● INFORMATION SUPPLIED:
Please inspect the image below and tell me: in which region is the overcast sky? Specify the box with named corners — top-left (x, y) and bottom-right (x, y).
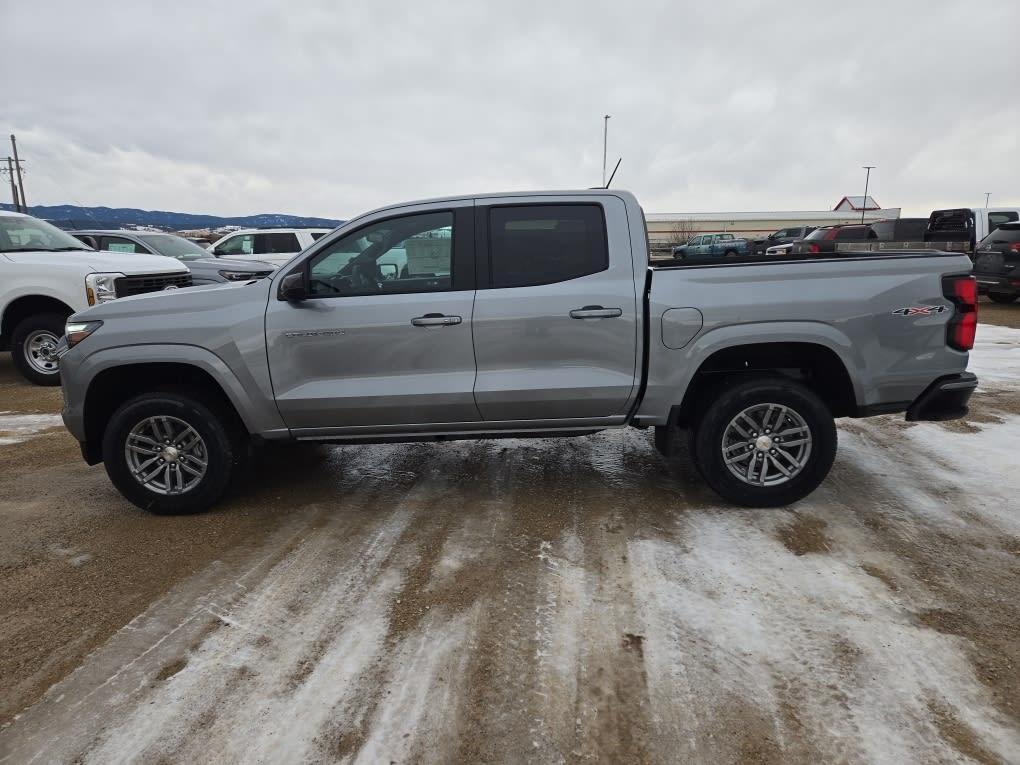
top-left (4, 0), bottom-right (1018, 219)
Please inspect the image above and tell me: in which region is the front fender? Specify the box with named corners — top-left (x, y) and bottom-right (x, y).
top-left (61, 343), bottom-right (288, 441)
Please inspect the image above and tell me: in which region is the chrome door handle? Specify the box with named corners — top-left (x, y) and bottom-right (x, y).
top-left (569, 306), bottom-right (622, 319)
top-left (411, 313), bottom-right (462, 327)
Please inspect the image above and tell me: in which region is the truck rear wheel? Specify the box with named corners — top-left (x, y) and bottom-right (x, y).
top-left (102, 391), bottom-right (242, 514)
top-left (692, 376), bottom-right (836, 507)
top-left (11, 313), bottom-right (66, 386)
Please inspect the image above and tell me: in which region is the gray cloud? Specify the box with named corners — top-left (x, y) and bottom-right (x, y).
top-left (4, 0), bottom-right (1018, 218)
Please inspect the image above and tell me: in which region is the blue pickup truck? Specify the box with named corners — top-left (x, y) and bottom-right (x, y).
top-left (671, 232), bottom-right (750, 259)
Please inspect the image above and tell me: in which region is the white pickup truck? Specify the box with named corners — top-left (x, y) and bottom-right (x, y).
top-left (1, 210), bottom-right (191, 385)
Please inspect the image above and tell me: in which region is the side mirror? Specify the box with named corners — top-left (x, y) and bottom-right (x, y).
top-left (279, 271), bottom-right (307, 301)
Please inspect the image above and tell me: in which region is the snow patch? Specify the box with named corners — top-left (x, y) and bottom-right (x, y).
top-left (0, 412), bottom-right (64, 445)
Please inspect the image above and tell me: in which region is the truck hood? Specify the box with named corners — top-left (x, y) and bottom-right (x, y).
top-left (4, 250), bottom-right (189, 275)
top-left (71, 275), bottom-right (272, 322)
top-left (189, 257), bottom-right (276, 271)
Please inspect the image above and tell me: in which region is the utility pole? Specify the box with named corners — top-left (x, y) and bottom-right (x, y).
top-left (10, 135), bottom-right (27, 212)
top-left (5, 157), bottom-right (20, 210)
top-left (602, 114), bottom-right (611, 187)
top-left (861, 166), bottom-right (875, 224)
top-left (984, 192), bottom-right (991, 208)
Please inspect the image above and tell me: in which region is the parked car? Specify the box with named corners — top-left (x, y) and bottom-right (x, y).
top-left (206, 228), bottom-right (332, 267)
top-left (775, 219), bottom-right (931, 258)
top-left (1, 211), bottom-right (190, 385)
top-left (925, 208), bottom-right (1020, 252)
top-left (754, 226), bottom-right (816, 256)
top-left (791, 224), bottom-right (877, 255)
top-left (973, 222), bottom-right (1020, 304)
top-left (672, 233), bottom-right (749, 259)
top-left (70, 230), bottom-right (276, 284)
top-left (58, 189), bottom-right (977, 514)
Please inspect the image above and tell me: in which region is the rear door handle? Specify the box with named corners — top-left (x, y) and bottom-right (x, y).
top-left (411, 313), bottom-right (462, 327)
top-left (569, 305), bottom-right (623, 319)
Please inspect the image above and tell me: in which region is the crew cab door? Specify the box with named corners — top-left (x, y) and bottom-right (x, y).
top-left (264, 203), bottom-right (480, 433)
top-left (471, 196), bottom-right (639, 423)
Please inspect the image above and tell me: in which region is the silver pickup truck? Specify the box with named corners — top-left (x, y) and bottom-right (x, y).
top-left (57, 190), bottom-right (978, 514)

● WORK TO COMPLETE: Without the pictures, give back the entries exactly.

● RESULT FOR THIS TASK:
Please inspect the image below and tell me: in which region is the overcast sky? Specify the box with named corners — top-left (x, y) and bottom-right (x, y).
top-left (4, 0), bottom-right (1018, 219)
Please inspect the image above and tell me: in which region is the front fender? Specify the box with named corners — top-left (x, y) and bottom-right (x, y).
top-left (61, 343), bottom-right (288, 441)
Please inspect the image above and tell me: in which region is the chrome door handle? Specify the box with named corners — top-left (x, y) and bottom-right (x, y).
top-left (569, 306), bottom-right (622, 319)
top-left (411, 313), bottom-right (462, 327)
Please inspect the image above and tell me: in which region is the truck rear wheel? Specify the box with named corners — top-left (x, y) and bottom-right (x, y).
top-left (102, 391), bottom-right (242, 514)
top-left (692, 376), bottom-right (836, 507)
top-left (11, 313), bottom-right (66, 386)
Please inspect the image above and tell me: in which region is the gray cloud? Specify the box with named corners — top-left (x, y) and bottom-right (x, y).
top-left (4, 0), bottom-right (1018, 218)
Please inspect the image above and tell me: in which region is the blue pickup truck? Specify the box with named corners — top-left (x, y) and bottom-right (x, y).
top-left (671, 232), bottom-right (750, 259)
Please inspect the image above and tell me: in which region is the white pickup truck? Specify the box with named corners — top-left (x, y) and bottom-right (x, y).
top-left (1, 210), bottom-right (191, 385)
Please inspect the image above and tell me: in which region is the side mirror? Specify the box with named corners — top-left (x, y) and bottom-right (x, y).
top-left (279, 271), bottom-right (307, 301)
Please inspect the image above and tell me: in which region is the snow patch? Specify the box with named corners — top-left (x, y) and bottom-right (x, y).
top-left (0, 412), bottom-right (64, 445)
Please inspect the image above and tell me: in which region is the truck hood? Specify the box with named corners — top-left (x, y) and bottom-right (x, y).
top-left (4, 250), bottom-right (189, 275)
top-left (71, 275), bottom-right (272, 322)
top-left (189, 257), bottom-right (276, 271)
Please inspect the image above and tell me: in which region is the utility pole? Specify the box with named corners — top-left (x, y) and bottom-right (x, y).
top-left (10, 135), bottom-right (27, 212)
top-left (5, 157), bottom-right (20, 210)
top-left (602, 114), bottom-right (611, 187)
top-left (861, 166), bottom-right (875, 224)
top-left (984, 192), bottom-right (991, 208)
Please inspect the image above and tell me: in which region is the parked car? Specify the box with named corners — top-left (x, y) and bottom-right (x, y).
top-left (206, 228), bottom-right (332, 267)
top-left (775, 219), bottom-right (931, 258)
top-left (1, 211), bottom-right (190, 385)
top-left (925, 208), bottom-right (1020, 252)
top-left (754, 226), bottom-right (816, 256)
top-left (791, 224), bottom-right (877, 255)
top-left (973, 222), bottom-right (1020, 304)
top-left (672, 233), bottom-right (749, 259)
top-left (70, 230), bottom-right (276, 284)
top-left (58, 189), bottom-right (977, 514)
Please inspect the image above and tell me: in which region is the rear door handle? Specify the box with named corners — top-left (x, y) and bottom-right (x, y).
top-left (411, 313), bottom-right (462, 327)
top-left (569, 305), bottom-right (623, 319)
Please inspect the image above and tell me: in which region is the crew cab door? Specify the box with named corners — top-left (x, y) and bottom-right (x, y).
top-left (264, 203), bottom-right (480, 433)
top-left (471, 196), bottom-right (639, 423)
Please inspect the image above and tell me: in which region is the silver pickup truck? Specify the box with named corners — top-left (x, y) and bottom-right (x, y).
top-left (57, 190), bottom-right (978, 514)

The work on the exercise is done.